### TASK DIRECTIONS
Can you copy out, word for word, everything in the material from the line containing "the piano caster" down to the line containing "x=360, y=52", including both of those lines?

### RECORD EXTRACTS
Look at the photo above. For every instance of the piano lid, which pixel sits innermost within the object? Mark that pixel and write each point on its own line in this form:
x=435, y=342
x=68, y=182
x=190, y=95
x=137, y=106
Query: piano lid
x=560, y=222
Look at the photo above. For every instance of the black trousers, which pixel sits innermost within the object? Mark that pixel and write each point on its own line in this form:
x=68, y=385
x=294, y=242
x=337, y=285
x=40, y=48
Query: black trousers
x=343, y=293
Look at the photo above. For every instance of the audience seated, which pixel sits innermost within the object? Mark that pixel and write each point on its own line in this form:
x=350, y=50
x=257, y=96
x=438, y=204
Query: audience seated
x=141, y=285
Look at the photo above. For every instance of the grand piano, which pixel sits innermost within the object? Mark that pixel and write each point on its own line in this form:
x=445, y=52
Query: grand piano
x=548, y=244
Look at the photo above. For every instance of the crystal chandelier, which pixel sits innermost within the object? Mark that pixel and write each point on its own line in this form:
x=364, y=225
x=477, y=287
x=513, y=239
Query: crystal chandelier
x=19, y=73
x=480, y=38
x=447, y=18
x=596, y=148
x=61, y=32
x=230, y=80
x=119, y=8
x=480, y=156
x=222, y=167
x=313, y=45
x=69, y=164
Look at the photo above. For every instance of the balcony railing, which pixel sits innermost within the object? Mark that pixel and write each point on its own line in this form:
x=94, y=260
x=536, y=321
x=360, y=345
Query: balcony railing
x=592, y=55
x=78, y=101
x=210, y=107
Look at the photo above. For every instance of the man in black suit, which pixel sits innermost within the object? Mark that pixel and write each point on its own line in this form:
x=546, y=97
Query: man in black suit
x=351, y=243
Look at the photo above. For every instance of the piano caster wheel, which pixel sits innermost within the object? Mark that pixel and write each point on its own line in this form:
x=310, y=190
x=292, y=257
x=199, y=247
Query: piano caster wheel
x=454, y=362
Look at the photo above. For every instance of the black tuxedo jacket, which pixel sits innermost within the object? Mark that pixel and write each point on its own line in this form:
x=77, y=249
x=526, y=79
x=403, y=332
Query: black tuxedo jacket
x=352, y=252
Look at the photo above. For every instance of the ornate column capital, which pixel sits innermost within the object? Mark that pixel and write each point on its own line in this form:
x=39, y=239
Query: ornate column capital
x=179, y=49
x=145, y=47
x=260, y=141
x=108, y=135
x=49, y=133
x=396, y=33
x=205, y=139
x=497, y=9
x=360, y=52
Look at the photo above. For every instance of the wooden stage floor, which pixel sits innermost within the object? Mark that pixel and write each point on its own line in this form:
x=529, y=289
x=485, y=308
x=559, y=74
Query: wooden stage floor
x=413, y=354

### ANSWER TO THIS EXERCISE
Look at the photo above. For every instance of the piano caster wheel, which pixel sits innermost within the object? Mark that pixel and write each point on its own line in this form:
x=310, y=190
x=292, y=257
x=199, y=247
Query: piano caster wheel
x=454, y=362
Look at the photo above. For every instance of the black tuxedo jacket, which pixel sits innermost within the object? Mark that pixel and write each point on its own line in this form:
x=77, y=249
x=526, y=79
x=403, y=332
Query: black tuxedo jacket
x=352, y=252
Look at the photo above. For every instance of the ornate column capital, which pixel sits innermost within the object? Mark that pixel and write each point on its own line in this form:
x=39, y=239
Query: ornate column capital
x=179, y=49
x=145, y=47
x=260, y=141
x=108, y=135
x=49, y=133
x=396, y=33
x=205, y=139
x=497, y=9
x=360, y=52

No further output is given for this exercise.